## Task prompt
Recast the lines from the start of the items through the line containing "M799 408L785 451L903", including that line, as a Markdown table with a Row column numbering each line and a Line column holding its text. Leave out any blank lines.

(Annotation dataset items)
◆ ◆ ◆ ◆ ◆ ◆ ◆

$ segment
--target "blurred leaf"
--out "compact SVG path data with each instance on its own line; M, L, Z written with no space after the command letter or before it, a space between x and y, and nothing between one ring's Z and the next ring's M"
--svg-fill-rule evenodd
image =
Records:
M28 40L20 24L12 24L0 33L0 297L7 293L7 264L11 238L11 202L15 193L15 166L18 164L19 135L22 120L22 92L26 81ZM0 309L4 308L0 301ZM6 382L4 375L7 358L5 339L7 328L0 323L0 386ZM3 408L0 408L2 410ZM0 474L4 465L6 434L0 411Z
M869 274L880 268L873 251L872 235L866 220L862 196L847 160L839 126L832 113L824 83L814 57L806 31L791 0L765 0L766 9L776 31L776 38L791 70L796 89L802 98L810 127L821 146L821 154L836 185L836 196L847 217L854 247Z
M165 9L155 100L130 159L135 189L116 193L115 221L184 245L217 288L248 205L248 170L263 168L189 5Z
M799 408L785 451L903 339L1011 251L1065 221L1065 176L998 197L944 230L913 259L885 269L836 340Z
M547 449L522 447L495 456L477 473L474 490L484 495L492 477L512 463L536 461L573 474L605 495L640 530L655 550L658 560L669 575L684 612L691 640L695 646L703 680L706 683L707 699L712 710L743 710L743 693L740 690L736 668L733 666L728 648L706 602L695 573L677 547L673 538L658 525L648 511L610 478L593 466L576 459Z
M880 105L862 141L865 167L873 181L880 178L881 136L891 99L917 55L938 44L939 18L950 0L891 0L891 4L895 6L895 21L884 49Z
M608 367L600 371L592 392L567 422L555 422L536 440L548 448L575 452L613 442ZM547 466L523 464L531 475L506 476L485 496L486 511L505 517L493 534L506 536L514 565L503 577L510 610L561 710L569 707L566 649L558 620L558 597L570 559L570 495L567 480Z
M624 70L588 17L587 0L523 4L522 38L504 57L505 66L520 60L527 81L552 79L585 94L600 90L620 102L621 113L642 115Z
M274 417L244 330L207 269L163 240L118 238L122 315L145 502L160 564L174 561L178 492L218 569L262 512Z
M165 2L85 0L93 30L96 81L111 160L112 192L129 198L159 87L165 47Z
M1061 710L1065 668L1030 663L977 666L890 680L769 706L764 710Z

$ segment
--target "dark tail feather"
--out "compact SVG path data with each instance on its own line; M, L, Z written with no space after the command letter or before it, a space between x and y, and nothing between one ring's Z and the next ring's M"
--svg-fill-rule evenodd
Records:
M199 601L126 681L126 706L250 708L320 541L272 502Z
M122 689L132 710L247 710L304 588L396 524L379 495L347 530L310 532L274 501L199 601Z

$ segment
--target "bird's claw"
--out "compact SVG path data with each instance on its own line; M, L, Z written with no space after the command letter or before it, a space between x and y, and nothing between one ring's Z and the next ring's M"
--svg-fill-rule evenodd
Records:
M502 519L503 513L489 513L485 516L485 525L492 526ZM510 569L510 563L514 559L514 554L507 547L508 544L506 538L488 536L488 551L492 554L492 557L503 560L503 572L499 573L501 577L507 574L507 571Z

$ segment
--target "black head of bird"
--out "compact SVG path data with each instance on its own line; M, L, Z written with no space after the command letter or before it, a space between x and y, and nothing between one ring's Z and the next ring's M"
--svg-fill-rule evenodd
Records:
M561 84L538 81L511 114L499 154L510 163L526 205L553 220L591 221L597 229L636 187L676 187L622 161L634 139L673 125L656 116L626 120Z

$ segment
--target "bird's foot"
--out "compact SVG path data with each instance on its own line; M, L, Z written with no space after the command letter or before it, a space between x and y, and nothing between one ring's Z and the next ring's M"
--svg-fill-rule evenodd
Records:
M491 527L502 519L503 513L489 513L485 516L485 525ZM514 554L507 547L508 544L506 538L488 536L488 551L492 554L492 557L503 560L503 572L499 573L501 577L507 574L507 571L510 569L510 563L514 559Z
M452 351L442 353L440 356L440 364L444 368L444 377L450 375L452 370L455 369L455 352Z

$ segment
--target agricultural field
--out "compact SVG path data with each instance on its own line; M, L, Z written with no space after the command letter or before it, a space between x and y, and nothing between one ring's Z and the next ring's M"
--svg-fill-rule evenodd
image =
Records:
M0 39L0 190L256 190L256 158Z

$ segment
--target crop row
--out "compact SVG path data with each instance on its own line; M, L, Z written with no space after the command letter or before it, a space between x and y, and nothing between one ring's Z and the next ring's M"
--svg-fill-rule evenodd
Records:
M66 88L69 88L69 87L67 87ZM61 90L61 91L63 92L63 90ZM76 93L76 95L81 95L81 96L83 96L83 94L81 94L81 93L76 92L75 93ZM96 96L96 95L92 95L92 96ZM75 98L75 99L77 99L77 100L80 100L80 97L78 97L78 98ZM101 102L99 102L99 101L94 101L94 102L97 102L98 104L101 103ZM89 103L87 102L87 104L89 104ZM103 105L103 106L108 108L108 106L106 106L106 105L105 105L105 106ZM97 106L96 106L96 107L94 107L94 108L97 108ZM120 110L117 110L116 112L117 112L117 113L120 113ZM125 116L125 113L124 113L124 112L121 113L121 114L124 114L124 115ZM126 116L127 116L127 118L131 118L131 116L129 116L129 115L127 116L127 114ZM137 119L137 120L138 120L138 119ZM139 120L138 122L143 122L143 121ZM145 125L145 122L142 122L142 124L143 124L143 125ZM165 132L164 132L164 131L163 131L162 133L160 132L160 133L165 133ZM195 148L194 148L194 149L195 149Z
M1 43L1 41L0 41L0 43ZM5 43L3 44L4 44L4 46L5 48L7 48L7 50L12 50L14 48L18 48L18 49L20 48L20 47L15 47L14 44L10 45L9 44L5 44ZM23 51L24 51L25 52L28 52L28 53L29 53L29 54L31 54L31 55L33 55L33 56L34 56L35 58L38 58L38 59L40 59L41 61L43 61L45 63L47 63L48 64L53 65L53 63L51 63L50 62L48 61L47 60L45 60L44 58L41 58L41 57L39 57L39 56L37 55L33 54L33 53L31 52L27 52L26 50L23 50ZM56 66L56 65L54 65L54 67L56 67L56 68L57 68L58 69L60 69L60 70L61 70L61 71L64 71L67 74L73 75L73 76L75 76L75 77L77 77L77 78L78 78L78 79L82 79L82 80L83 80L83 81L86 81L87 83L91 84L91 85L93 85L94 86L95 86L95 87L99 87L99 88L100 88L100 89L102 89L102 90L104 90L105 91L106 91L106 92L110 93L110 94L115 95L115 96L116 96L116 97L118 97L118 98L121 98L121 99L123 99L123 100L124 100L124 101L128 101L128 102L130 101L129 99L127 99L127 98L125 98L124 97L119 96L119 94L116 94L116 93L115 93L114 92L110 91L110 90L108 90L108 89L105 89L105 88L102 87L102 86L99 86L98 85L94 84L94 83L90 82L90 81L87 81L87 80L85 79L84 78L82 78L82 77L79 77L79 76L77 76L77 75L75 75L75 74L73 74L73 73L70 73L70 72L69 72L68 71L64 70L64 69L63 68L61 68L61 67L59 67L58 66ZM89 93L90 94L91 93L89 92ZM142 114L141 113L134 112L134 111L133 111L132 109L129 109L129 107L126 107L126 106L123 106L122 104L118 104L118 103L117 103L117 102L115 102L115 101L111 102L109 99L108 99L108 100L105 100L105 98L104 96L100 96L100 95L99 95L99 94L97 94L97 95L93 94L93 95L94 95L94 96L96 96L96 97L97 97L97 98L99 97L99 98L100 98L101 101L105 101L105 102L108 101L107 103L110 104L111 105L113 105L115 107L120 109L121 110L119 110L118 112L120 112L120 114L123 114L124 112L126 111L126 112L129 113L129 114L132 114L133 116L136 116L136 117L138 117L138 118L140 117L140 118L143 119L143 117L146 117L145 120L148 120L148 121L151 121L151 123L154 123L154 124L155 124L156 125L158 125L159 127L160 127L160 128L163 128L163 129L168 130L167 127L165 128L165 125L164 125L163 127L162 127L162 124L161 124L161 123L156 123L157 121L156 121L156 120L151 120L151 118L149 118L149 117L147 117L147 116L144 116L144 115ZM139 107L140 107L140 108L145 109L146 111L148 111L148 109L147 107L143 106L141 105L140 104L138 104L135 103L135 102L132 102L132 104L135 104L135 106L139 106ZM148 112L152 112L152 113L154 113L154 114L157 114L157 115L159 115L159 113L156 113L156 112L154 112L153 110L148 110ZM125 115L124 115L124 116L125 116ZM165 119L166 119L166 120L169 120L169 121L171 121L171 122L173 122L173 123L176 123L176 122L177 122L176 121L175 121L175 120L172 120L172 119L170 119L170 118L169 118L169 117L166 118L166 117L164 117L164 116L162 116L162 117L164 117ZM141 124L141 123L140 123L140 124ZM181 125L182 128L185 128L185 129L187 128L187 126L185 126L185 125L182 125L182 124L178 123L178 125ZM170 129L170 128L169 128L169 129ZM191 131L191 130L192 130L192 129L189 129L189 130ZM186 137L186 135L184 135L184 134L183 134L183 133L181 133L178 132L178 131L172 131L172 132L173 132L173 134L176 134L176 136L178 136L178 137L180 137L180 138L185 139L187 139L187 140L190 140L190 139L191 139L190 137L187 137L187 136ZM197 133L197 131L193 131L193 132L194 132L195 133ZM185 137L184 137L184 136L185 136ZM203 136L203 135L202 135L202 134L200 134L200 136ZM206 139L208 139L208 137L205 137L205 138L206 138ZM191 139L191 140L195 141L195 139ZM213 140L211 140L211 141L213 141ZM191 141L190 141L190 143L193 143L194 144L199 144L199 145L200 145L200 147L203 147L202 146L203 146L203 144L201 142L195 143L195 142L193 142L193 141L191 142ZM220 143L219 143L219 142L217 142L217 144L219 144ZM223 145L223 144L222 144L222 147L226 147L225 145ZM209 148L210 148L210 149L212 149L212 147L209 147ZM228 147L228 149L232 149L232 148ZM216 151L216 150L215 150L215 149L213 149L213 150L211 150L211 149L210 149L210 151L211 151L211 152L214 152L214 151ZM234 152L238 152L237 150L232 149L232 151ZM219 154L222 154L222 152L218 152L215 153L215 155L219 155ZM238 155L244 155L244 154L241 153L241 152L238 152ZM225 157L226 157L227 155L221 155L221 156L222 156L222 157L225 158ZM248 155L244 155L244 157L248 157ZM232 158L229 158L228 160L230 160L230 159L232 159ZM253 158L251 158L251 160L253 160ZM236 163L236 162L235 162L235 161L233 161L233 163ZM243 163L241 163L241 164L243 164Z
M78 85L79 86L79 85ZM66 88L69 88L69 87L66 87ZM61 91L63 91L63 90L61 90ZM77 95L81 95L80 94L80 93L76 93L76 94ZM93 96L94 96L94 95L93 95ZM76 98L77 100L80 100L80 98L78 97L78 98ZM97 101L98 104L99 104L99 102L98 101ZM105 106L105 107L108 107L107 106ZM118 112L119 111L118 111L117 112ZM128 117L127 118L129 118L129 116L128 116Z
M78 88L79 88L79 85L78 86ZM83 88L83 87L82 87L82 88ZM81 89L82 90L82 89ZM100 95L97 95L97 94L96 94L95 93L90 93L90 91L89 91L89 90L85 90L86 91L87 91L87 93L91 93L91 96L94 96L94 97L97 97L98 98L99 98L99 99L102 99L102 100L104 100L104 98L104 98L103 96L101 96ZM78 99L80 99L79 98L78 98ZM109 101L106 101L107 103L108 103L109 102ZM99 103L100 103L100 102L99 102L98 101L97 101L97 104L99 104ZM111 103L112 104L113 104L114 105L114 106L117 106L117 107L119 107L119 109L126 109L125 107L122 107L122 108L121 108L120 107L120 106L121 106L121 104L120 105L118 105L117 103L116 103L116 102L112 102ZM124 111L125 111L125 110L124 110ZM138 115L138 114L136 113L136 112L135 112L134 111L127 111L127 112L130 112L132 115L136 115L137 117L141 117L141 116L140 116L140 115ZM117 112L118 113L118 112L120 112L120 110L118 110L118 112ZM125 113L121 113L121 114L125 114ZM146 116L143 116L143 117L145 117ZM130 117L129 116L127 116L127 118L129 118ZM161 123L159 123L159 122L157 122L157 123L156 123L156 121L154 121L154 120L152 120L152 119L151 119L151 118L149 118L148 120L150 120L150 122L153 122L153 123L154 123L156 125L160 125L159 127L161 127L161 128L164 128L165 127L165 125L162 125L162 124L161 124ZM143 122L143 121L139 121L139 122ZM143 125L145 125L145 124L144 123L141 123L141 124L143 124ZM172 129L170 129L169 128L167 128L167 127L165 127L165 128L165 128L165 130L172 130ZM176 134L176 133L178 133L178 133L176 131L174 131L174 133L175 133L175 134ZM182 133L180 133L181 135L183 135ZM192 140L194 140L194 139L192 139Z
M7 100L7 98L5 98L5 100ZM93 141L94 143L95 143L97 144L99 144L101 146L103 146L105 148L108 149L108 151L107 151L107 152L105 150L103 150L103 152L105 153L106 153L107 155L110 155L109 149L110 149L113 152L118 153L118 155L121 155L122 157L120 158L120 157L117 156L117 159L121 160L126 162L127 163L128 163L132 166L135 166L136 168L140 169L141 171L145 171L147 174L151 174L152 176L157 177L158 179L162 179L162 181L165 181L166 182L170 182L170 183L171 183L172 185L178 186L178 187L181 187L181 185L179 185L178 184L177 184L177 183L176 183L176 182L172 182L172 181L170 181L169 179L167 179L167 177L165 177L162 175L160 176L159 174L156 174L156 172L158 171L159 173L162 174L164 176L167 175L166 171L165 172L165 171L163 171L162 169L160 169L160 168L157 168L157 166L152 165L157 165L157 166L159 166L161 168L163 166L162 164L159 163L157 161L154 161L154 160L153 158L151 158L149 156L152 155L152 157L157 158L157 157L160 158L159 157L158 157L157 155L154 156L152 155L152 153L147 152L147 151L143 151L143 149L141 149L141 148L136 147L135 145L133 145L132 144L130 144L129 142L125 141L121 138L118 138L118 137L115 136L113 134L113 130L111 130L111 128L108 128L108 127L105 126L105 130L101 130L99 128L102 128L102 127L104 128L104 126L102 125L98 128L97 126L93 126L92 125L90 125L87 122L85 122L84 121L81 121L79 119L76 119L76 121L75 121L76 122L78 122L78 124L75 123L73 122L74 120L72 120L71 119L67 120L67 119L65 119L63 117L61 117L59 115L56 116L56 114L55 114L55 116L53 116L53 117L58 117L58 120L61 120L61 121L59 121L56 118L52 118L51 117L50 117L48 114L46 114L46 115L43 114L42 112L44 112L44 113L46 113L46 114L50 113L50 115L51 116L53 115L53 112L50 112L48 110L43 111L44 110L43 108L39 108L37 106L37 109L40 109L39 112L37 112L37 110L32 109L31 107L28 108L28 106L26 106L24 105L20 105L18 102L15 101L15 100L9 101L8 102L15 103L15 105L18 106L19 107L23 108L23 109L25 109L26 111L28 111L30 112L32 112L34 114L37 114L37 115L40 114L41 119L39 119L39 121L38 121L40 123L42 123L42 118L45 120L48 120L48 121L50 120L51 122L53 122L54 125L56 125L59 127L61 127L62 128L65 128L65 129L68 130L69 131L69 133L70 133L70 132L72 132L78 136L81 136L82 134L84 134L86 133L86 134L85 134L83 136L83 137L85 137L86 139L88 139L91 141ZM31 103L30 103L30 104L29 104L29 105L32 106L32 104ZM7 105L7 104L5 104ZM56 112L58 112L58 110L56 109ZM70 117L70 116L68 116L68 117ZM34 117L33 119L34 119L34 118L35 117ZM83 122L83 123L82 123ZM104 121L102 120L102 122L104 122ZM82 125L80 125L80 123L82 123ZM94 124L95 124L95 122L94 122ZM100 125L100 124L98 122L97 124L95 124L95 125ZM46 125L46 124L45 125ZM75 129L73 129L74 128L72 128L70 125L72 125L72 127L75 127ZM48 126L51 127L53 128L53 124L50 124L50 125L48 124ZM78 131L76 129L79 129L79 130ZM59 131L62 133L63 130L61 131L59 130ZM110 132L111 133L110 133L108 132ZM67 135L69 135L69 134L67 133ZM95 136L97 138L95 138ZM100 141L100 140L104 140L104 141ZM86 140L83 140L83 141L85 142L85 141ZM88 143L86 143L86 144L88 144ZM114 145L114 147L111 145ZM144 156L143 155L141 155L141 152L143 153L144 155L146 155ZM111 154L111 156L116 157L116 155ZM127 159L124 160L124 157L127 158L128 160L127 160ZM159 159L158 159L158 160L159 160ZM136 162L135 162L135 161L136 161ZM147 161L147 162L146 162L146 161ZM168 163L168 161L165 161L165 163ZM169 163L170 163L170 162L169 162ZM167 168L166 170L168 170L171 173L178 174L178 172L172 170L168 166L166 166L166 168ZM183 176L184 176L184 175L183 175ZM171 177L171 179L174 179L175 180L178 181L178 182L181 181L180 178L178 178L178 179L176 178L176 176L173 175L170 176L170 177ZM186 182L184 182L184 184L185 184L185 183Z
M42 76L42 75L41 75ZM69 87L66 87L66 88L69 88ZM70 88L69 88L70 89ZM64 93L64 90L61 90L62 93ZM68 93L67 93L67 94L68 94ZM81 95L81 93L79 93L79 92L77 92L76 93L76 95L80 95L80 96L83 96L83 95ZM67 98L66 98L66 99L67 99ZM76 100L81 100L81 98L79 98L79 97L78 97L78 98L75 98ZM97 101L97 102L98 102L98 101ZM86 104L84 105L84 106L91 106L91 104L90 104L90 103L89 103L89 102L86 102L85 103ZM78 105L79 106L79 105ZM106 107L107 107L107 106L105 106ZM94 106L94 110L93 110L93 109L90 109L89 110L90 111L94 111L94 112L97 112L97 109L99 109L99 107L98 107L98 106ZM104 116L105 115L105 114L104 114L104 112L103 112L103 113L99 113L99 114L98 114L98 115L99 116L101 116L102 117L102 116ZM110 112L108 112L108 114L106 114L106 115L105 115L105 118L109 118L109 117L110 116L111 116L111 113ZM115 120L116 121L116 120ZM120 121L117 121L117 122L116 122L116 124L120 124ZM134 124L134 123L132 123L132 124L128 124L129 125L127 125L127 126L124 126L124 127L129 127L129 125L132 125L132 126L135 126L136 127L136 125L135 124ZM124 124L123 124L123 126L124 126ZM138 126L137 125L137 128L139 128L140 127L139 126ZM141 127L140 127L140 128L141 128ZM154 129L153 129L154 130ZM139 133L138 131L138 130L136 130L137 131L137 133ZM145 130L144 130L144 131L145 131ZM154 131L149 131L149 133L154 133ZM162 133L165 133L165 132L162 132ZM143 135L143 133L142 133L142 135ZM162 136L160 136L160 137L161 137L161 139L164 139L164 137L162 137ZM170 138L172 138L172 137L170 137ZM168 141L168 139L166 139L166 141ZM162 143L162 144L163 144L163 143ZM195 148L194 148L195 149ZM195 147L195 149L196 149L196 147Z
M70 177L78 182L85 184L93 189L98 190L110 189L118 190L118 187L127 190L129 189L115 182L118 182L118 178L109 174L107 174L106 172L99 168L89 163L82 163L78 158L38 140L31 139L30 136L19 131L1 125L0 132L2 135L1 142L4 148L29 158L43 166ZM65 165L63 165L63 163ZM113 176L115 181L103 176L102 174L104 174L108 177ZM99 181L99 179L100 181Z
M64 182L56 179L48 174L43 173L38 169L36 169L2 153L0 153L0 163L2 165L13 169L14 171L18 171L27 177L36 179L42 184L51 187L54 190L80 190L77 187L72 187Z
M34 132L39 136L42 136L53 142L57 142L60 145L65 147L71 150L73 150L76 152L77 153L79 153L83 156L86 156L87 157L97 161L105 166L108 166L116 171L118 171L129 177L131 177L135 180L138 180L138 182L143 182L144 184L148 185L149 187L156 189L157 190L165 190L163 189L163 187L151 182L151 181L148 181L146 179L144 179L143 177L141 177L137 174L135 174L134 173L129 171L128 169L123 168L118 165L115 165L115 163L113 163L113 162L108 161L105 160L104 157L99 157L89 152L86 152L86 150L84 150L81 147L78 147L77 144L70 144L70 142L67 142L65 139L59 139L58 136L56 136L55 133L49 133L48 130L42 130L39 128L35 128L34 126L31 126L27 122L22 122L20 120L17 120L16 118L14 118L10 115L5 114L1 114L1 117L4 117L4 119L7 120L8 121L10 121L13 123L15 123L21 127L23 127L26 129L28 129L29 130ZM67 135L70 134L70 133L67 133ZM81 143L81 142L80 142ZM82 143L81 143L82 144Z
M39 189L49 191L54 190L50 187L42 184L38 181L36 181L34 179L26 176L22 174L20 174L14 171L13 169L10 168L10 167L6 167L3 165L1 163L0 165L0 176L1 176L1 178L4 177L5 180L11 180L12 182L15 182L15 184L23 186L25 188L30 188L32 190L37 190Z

◆ ◆ ◆ ◆ ◆ ◆ ◆

## Completed exercise
| Row | Line |
|---|---|
| 1 | $ segment |
| 2 | --target "blurred leaf" |
| 3 | --out "compact SVG path data with each instance on its own line; M, L, Z written with no space after the command letter or before it, a space between x and y, and nothing between one ring's Z and the next ring's M" |
| 4 | --svg-fill-rule evenodd |
| 5 | image = |
| 6 | Records: |
| 7 | M28 40L20 24L12 24L0 33L0 297L7 293L7 264L11 238L11 202L15 193L15 166L18 164L19 135L22 120L22 92L26 81ZM0 309L4 308L0 301ZM6 382L4 375L7 358L5 339L7 328L0 323L0 386ZM3 408L0 408L2 410ZM0 474L4 465L6 434L0 411Z |
| 8 | M869 274L880 268L873 251L872 235L866 220L862 196L847 160L839 126L832 113L824 83L814 57L806 31L791 0L765 0L766 9L776 31L776 38L791 70L796 89L802 98L810 127L821 146L821 154L836 185L836 196L847 217L854 247Z |
| 9 | M165 9L155 100L130 159L135 189L116 193L115 221L184 245L217 288L248 205L248 170L263 168L189 5Z |
| 10 | M799 408L785 451L903 339L1011 251L1065 221L1065 176L998 197L944 230L913 259L885 269L836 340Z |